• Instructions to follow
Going through the data below, please show each line containing the string "black".

Dataset excerpts
<<<<
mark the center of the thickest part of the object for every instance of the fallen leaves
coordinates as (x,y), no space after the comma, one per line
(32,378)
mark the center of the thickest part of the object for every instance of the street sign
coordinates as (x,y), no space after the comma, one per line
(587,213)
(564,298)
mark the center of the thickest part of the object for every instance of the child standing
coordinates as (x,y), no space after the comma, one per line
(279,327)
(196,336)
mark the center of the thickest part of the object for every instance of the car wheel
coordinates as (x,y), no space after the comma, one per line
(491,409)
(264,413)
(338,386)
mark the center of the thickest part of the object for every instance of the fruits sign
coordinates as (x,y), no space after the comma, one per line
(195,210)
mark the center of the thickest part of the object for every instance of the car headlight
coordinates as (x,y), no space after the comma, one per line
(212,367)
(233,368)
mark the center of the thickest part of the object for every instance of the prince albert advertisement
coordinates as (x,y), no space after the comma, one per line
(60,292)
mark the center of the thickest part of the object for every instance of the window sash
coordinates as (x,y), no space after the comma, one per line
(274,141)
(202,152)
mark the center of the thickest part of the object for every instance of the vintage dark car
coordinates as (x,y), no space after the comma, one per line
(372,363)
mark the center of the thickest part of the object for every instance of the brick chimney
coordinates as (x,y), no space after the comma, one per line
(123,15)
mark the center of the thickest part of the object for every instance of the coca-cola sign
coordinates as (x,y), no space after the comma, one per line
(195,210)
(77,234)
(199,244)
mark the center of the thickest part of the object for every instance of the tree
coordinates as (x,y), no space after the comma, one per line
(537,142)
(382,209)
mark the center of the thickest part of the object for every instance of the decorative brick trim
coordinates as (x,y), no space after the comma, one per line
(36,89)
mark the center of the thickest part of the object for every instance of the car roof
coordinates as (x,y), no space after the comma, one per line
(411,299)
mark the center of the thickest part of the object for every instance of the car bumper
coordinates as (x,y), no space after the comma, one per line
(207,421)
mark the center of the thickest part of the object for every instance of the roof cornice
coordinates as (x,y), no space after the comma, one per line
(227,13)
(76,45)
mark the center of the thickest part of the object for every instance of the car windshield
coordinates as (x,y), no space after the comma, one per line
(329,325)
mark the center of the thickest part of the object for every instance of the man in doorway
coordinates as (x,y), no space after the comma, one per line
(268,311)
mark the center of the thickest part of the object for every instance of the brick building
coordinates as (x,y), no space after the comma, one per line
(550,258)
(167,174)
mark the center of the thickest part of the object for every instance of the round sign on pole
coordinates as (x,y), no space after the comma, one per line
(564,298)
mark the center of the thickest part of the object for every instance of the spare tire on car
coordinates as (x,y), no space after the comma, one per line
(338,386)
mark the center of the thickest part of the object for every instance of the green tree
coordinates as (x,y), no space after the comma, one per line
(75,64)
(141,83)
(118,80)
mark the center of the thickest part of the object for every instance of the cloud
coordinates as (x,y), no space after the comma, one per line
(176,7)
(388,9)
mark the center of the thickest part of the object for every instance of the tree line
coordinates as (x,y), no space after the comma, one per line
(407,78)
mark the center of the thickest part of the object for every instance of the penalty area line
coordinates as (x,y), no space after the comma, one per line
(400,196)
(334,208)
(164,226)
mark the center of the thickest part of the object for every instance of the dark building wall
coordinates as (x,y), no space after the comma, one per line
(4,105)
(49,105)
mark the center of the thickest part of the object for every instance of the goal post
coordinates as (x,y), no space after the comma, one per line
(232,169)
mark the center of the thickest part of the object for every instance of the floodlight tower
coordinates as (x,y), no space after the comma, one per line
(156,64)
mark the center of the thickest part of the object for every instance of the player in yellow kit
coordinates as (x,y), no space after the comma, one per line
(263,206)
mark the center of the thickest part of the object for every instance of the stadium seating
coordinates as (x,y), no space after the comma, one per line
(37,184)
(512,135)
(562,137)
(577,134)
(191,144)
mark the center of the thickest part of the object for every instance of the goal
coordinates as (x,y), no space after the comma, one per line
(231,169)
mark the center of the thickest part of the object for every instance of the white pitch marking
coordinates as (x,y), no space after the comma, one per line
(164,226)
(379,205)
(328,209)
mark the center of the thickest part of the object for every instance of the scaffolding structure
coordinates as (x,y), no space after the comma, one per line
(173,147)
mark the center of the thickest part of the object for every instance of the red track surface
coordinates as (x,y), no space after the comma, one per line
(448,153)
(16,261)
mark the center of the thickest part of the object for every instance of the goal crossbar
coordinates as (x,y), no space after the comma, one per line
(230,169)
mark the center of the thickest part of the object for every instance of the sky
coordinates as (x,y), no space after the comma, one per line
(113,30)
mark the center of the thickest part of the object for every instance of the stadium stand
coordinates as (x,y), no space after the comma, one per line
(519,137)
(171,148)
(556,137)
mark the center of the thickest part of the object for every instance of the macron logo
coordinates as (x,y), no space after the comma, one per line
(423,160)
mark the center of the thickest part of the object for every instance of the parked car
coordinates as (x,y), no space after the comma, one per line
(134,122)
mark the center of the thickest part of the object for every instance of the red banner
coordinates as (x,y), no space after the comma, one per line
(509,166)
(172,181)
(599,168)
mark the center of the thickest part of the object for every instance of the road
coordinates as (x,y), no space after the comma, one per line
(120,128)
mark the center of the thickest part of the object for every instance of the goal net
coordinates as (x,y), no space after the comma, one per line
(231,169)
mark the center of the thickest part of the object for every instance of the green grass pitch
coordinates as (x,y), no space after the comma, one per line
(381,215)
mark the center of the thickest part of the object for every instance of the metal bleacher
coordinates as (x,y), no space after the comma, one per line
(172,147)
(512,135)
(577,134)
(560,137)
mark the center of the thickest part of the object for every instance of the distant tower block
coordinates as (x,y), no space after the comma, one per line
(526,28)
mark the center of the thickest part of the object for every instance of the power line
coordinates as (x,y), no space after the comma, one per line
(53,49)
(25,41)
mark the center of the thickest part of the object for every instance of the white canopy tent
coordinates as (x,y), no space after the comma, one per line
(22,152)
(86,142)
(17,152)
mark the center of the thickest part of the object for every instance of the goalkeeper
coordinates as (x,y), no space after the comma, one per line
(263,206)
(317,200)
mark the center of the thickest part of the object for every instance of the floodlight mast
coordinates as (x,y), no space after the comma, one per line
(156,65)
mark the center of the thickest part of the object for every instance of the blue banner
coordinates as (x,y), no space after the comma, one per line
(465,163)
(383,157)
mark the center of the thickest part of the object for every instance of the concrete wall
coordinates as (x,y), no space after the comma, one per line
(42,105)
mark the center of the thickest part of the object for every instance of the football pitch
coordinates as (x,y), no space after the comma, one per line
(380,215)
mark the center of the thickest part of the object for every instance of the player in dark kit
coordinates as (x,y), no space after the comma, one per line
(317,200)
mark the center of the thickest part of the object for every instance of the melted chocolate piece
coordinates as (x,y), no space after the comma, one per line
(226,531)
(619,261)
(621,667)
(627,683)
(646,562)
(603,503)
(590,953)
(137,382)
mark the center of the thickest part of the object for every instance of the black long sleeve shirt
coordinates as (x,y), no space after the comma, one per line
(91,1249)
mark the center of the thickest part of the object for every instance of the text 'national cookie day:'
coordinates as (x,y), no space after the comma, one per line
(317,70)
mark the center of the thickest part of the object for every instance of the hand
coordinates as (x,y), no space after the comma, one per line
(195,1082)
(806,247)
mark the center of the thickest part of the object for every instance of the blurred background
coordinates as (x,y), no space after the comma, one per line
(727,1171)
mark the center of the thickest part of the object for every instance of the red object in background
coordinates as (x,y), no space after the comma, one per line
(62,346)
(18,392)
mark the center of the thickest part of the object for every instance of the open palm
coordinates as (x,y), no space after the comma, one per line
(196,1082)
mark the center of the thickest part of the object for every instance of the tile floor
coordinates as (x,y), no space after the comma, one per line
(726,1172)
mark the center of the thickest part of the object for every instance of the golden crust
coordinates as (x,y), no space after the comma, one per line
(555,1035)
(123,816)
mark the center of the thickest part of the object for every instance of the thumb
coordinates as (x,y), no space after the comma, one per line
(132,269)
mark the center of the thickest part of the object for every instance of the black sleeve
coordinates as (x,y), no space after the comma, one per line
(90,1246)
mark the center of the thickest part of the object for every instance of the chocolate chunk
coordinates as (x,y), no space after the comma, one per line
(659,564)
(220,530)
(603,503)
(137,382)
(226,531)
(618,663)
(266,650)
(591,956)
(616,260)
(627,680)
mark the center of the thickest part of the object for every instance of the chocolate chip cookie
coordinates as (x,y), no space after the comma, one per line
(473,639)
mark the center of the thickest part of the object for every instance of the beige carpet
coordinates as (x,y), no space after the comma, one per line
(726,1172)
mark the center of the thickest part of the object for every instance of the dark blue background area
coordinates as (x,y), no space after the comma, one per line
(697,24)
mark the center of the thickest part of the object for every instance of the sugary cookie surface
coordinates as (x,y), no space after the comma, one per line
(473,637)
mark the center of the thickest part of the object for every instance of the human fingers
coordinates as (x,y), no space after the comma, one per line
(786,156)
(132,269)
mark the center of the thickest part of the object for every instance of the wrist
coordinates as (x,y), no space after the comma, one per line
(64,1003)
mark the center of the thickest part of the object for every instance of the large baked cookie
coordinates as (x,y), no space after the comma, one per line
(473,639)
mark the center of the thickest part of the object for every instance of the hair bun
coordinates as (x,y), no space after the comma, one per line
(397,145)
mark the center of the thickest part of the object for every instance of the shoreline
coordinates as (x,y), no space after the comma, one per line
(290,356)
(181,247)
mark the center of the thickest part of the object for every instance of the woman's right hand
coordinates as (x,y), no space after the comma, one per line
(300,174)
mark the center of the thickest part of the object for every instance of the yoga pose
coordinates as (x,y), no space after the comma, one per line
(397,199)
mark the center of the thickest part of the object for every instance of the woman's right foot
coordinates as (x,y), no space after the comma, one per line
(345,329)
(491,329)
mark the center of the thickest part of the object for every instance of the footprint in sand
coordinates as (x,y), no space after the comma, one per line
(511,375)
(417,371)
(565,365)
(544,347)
>>>>
• Response area
mark the center of the thickest part of the object for every instance of the black long sleeve shirt
mark the center of the thickest part of the object for every instance of the black sleeve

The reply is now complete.